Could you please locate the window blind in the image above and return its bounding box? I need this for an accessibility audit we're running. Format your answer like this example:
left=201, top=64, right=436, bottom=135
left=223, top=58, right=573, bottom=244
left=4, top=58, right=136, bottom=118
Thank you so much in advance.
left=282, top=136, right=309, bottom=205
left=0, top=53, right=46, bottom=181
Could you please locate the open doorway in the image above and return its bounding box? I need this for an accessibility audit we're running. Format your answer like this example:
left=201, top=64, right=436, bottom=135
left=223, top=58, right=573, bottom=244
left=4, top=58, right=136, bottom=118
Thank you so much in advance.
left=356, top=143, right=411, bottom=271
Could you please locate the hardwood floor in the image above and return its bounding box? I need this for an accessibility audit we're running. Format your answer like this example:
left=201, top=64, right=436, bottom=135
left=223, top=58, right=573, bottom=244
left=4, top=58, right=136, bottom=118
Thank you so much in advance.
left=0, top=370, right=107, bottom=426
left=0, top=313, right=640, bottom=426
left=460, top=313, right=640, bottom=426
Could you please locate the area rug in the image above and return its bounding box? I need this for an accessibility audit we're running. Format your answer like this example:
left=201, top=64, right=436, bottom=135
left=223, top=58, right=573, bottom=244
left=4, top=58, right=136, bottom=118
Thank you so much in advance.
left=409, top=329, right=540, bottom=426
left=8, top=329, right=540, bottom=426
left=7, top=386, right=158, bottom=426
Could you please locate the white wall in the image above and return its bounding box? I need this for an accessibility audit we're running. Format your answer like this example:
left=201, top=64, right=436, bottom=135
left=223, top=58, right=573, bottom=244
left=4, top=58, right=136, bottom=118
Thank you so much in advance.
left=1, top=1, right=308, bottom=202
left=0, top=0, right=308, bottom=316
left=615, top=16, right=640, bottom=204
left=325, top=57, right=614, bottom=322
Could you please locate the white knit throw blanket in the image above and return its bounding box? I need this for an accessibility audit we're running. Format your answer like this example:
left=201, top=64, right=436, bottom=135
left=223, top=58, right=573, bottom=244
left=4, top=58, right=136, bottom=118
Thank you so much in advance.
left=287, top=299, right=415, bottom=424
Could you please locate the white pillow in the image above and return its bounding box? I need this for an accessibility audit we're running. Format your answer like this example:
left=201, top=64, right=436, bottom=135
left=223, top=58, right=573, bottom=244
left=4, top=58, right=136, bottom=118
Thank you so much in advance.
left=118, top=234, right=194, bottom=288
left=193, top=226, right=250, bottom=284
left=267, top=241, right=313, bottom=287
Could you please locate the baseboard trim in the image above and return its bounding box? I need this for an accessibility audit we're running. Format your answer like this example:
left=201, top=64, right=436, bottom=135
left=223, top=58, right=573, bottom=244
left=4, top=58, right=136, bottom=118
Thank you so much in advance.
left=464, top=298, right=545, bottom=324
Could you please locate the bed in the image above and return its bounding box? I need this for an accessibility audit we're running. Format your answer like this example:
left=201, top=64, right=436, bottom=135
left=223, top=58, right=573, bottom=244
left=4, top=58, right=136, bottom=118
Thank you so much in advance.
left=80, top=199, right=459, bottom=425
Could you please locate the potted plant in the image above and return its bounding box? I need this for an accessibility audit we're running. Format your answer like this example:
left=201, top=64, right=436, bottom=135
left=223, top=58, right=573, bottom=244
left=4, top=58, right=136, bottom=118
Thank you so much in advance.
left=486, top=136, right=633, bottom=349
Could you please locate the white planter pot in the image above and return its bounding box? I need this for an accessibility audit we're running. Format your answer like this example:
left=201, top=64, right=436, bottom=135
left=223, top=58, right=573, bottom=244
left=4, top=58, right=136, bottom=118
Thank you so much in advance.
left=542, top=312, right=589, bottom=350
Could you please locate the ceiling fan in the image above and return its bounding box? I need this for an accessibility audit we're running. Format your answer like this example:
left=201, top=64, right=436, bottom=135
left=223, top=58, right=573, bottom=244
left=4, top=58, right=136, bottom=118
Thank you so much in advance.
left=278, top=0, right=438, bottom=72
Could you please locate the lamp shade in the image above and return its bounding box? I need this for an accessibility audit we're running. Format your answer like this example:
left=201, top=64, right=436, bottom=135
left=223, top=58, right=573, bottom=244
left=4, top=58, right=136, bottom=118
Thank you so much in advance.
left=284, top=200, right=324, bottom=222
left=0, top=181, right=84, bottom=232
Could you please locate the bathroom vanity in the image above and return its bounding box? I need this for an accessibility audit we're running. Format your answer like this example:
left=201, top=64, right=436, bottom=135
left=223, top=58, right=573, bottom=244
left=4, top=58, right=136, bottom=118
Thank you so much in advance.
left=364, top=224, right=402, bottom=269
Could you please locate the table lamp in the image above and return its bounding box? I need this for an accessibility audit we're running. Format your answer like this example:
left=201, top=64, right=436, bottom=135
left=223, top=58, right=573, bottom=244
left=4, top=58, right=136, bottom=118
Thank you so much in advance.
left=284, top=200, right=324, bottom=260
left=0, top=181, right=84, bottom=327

> [GIVEN EXERCISE] Reproduce the entire listing above verbatim, changing nothing in any line.

> [ANSWER FOR THE TASK]
Could you please locate the window blind in the image above and return its bounding box? I need this for an accessibility audit we're running. Format your answer like this example:
left=201, top=64, right=436, bottom=135
left=223, top=58, right=573, bottom=244
left=4, top=58, right=136, bottom=118
Thank you so much in advance.
left=282, top=136, right=309, bottom=205
left=0, top=53, right=46, bottom=181
Could you please locate the open doorway in the image above and return its bounding box? I need this for an accessibility audit we're running. Format your answer like this example:
left=201, top=64, right=436, bottom=135
left=223, top=58, right=573, bottom=244
left=4, top=58, right=136, bottom=118
Thank you so much in advance.
left=356, top=143, right=411, bottom=271
Could you please locate the hardwood floor in the image above and return its bounding box? I need this for an accessibility audit we're running. Format your answer like this example:
left=201, top=64, right=436, bottom=135
left=223, top=58, right=573, bottom=244
left=4, top=58, right=136, bottom=118
Thank you so much in advance.
left=0, top=370, right=107, bottom=426
left=0, top=313, right=640, bottom=426
left=460, top=313, right=640, bottom=426
Could you please locate the area rug in the image above and return its bounding box? I need this for an accessibility audit we're running. Format your answer like this example:
left=201, top=64, right=436, bottom=135
left=223, top=58, right=573, bottom=244
left=4, top=58, right=136, bottom=118
Thank you so much in advance.
left=409, top=329, right=540, bottom=426
left=8, top=329, right=540, bottom=426
left=7, top=386, right=158, bottom=426
Could you please locate the white wall in the image above and return its bounding box? I need this for an accessibility audit we're running. Format your answer like this example:
left=201, top=64, right=436, bottom=135
left=223, top=58, right=573, bottom=244
left=4, top=58, right=136, bottom=118
Thank you so much in advance.
left=1, top=1, right=308, bottom=202
left=0, top=0, right=308, bottom=316
left=615, top=16, right=640, bottom=204
left=325, top=57, right=614, bottom=322
Could you please locate the white knit throw blanket in the image above and return its bounding box? I need this for an accessibility audit we're running. Format your answer like this example:
left=201, top=64, right=436, bottom=135
left=223, top=58, right=573, bottom=244
left=4, top=58, right=136, bottom=118
Thank you so much in advance.
left=287, top=299, right=415, bottom=424
Could you please locate the white pillow in the image above and return its bounding box? I need this for an accessibility audit we're running. Format your answer like this example:
left=201, top=64, right=436, bottom=135
left=223, top=58, right=573, bottom=244
left=4, top=58, right=136, bottom=118
Thank you so much in advance.
left=118, top=234, right=194, bottom=288
left=193, top=226, right=250, bottom=284
left=267, top=241, right=313, bottom=287
Could you please locate the baseboard trim in the image above and return its bounding box? I need this for an accessibility audit we're running. Format your answer like this example:
left=201, top=64, right=436, bottom=135
left=223, top=58, right=573, bottom=244
left=4, top=58, right=136, bottom=118
Thank you so much in advance.
left=464, top=298, right=545, bottom=324
Could you please locate the bed in the image above and return its bounding box? I need this for an accessibility audit we're running. Format your answer like this example:
left=201, top=64, right=436, bottom=135
left=223, top=58, right=573, bottom=244
left=4, top=58, right=136, bottom=118
Thank you so much in advance.
left=80, top=199, right=459, bottom=425
Could you please locate the potted plant in the image above and return its bounding box? I need this for an accessibility audit we're running. Format your answer like this example:
left=201, top=64, right=436, bottom=135
left=223, top=58, right=573, bottom=244
left=4, top=58, right=136, bottom=118
Thank you so much in advance.
left=486, top=136, right=633, bottom=349
Could you please locate the white planter pot in the image above and return its bounding box? I need this for an accessibility audit we're running. Format your answer like this example:
left=201, top=64, right=436, bottom=135
left=223, top=58, right=573, bottom=244
left=4, top=58, right=136, bottom=118
Thank you so much in advance.
left=542, top=312, right=589, bottom=350
Could you please locate the ceiling fan in the image above and return its bounding box? I need this for an accessibility audit we're running. Format your answer like this example:
left=201, top=64, right=436, bottom=135
left=223, top=58, right=573, bottom=244
left=4, top=58, right=136, bottom=118
Thank you so much in advance.
left=278, top=0, right=438, bottom=72
Could you please locate the lamp shade in the image above and return its bounding box? I need this for an accessibility audit we're running. Format your answer like this example:
left=201, top=64, right=436, bottom=135
left=223, top=58, right=573, bottom=244
left=4, top=58, right=136, bottom=118
Thank you so much in advance.
left=284, top=200, right=324, bottom=222
left=0, top=181, right=84, bottom=232
Could you please locate the bathroom vanity in the image above and return its bounding box? I need this for an accessibility audit we're running. Format your answer like this example:
left=201, top=64, right=436, bottom=135
left=223, top=58, right=573, bottom=244
left=4, top=58, right=136, bottom=118
Thank you so much in advance.
left=364, top=224, right=402, bottom=269
Could you please locate the table lamp in the image above and return its bounding box? I need this for an accessibility audit we're running. Format your answer like this example:
left=201, top=64, right=436, bottom=135
left=223, top=58, right=573, bottom=244
left=4, top=58, right=136, bottom=118
Thank you so much in advance.
left=284, top=200, right=324, bottom=260
left=0, top=181, right=84, bottom=327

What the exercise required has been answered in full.